◆ The exercise ◆
Convert the material below into a JSON list of strings, one string per line, with blank lines left out.

◆ Data for this exercise ◆
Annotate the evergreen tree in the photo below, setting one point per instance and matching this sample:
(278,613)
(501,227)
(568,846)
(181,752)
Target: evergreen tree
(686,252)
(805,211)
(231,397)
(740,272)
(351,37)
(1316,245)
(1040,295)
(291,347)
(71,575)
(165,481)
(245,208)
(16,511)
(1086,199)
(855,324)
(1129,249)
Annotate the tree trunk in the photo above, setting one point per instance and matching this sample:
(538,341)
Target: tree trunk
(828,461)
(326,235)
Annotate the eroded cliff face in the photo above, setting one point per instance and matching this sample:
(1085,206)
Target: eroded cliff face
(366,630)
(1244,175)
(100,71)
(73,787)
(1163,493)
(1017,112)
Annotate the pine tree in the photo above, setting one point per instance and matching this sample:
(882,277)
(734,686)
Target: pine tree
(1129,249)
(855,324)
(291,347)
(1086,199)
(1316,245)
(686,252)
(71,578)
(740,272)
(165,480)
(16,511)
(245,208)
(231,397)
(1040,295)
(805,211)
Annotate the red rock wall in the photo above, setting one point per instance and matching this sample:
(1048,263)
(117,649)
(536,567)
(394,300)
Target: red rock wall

◆ Written answer ◆
[
  "Annotate the evergreen tree in the photo below, setting one point per instance and matching this sample:",
  "(278,613)",
  "(501,227)",
  "(568,846)",
  "(181,752)",
  "Target: evergreen tree",
  "(686,252)",
  "(805,211)",
  "(231,397)",
  "(740,272)",
  "(351,37)",
  "(1316,245)",
  "(1040,295)",
  "(291,347)",
  "(71,575)",
  "(165,481)",
  "(245,208)",
  "(16,511)",
  "(1086,199)",
  "(855,324)",
  "(1129,249)",
  "Annotate the tree trunk in the photo above, setting one point per instance and matching this sample:",
  "(538,341)",
  "Target: tree trunk",
  "(828,461)",
  "(326,235)",
  "Annotate the eroded cliff face in the photo above, setting one point per instance and matching this sample:",
  "(1085,206)",
  "Target: eroded cliff face",
  "(366,630)",
  "(1244,175)",
  "(100,71)",
  "(73,787)",
  "(1163,493)",
  "(1017,112)",
  "Annotate the pine tree in the photo above, setting one point per instance and matching this sample:",
  "(882,277)",
  "(734,686)",
  "Target: pine tree",
  "(1129,249)",
  "(855,324)",
  "(291,347)",
  "(1086,199)",
  "(1316,245)",
  "(686,252)",
  "(71,578)",
  "(740,272)",
  "(165,480)",
  "(16,511)",
  "(245,208)",
  "(231,397)",
  "(1040,295)",
  "(805,211)",
  "Annotate the red rock wall in the photo above, setting one point per instance and matching this sample:",
  "(1048,263)",
  "(117,649)",
  "(536,567)",
  "(394,300)",
  "Target: red rock wall"
]